— Start of Dataset entries —

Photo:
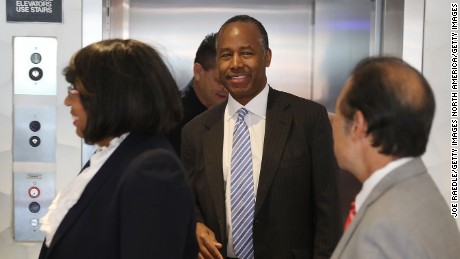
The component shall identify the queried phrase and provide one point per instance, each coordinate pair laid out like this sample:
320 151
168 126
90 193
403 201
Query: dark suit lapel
212 151
398 175
277 125
113 165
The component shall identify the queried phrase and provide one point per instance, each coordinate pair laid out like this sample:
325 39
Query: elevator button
36 58
34 207
35 73
34 141
34 192
34 222
35 126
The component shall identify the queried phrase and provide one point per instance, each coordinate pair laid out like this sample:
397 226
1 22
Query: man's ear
268 57
197 71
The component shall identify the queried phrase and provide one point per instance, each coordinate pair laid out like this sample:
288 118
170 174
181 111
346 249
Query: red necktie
350 217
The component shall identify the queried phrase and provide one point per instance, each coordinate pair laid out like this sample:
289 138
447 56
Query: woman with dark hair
131 200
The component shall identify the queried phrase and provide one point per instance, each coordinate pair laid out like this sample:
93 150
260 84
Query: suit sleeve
156 209
328 225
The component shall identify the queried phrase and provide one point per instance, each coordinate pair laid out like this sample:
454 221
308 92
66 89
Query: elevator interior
314 44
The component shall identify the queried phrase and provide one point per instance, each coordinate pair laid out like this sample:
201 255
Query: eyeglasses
72 91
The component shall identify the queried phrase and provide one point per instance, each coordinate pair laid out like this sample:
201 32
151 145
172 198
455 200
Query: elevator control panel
34 133
35 60
33 193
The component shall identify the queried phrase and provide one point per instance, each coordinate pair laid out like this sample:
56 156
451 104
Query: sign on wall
34 10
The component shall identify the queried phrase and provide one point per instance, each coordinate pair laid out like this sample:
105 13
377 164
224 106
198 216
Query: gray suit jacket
405 216
297 208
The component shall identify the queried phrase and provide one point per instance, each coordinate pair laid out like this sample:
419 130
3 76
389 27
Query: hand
209 247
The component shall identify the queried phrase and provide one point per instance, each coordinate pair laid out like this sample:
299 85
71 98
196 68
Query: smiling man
261 165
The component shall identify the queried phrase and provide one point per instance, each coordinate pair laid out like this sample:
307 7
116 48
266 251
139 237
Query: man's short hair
397 102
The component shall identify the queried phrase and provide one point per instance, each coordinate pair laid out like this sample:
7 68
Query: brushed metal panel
33 193
25 48
24 134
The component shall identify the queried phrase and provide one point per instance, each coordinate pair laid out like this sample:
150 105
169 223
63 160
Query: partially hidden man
261 165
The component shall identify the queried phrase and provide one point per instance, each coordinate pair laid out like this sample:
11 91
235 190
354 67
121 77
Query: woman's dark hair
124 87
396 101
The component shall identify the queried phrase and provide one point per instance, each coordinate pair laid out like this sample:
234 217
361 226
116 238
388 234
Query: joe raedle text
454 110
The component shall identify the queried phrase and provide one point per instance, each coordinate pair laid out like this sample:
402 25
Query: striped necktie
351 216
242 189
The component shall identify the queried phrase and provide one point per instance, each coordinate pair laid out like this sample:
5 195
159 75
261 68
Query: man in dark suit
293 203
204 90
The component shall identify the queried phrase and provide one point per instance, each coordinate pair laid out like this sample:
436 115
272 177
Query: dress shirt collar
257 106
375 178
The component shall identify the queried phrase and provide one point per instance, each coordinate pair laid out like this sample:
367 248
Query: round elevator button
36 58
34 126
34 192
34 207
35 73
34 141
34 222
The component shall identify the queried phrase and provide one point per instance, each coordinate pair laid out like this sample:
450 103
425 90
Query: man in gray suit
294 207
384 116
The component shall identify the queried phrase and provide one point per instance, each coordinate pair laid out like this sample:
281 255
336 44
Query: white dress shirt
375 178
255 120
68 197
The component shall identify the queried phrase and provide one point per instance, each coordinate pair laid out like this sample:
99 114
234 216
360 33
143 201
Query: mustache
232 74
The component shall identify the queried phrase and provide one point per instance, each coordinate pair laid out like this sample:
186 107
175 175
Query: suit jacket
138 205
405 216
192 107
297 208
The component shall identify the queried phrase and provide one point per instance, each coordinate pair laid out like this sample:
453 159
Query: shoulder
206 118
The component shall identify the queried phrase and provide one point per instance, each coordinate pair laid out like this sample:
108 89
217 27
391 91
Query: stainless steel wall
314 43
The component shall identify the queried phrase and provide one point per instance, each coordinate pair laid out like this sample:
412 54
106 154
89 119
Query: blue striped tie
242 189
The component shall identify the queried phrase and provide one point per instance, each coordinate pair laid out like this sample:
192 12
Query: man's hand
209 247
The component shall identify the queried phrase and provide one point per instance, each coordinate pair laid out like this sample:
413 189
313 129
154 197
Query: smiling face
208 87
242 60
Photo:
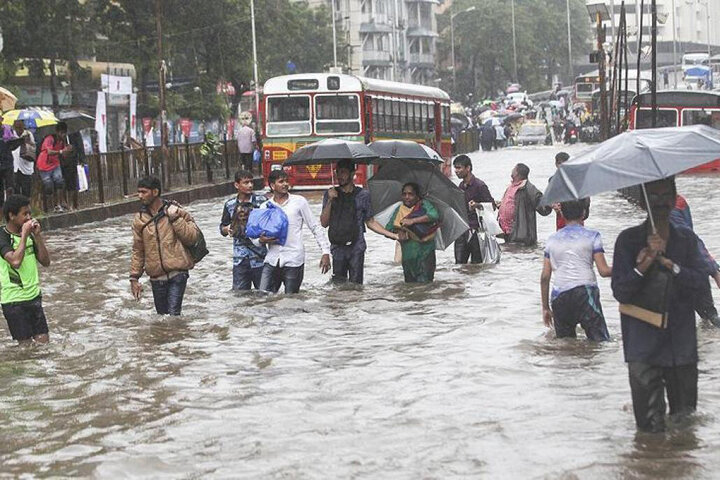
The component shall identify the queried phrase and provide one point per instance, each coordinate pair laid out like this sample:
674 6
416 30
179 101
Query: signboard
115 84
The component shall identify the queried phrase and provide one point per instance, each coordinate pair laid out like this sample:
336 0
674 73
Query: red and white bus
300 109
677 108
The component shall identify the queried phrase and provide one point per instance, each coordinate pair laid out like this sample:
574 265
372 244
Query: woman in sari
415 221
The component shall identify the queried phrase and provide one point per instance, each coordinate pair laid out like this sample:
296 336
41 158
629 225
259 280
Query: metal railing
113 176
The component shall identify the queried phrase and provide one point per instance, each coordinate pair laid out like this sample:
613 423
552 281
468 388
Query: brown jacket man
161 233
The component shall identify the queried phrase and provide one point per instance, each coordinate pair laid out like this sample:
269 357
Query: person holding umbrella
416 221
346 212
660 360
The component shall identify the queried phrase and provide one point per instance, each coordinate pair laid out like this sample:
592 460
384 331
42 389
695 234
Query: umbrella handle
649 209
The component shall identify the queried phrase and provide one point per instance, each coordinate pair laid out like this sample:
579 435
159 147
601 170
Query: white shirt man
286 263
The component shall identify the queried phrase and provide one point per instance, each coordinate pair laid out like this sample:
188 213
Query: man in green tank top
22 246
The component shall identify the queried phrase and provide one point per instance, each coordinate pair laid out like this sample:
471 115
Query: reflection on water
457 378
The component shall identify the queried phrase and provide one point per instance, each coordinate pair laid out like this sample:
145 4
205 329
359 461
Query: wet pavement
454 379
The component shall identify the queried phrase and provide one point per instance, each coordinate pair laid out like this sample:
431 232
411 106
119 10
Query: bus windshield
288 115
337 114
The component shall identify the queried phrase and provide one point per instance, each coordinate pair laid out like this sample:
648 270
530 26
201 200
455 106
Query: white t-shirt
571 251
292 254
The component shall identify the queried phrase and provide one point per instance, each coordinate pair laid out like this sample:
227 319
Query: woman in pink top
48 163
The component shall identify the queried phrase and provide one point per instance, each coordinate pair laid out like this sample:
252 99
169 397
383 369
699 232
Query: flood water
454 379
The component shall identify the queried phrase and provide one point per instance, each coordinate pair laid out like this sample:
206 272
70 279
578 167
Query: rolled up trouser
648 384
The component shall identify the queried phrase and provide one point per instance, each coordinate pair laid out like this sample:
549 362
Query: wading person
161 231
347 211
467 246
48 165
285 264
24 160
570 254
248 255
516 214
659 359
415 222
561 158
22 247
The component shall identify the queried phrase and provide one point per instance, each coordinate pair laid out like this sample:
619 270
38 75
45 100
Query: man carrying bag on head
656 269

— End of Dataset entries —

# Exercise instructions
Please report how many lines of the data above contain the word "panel". Give only the number.

# Result of this exercise
2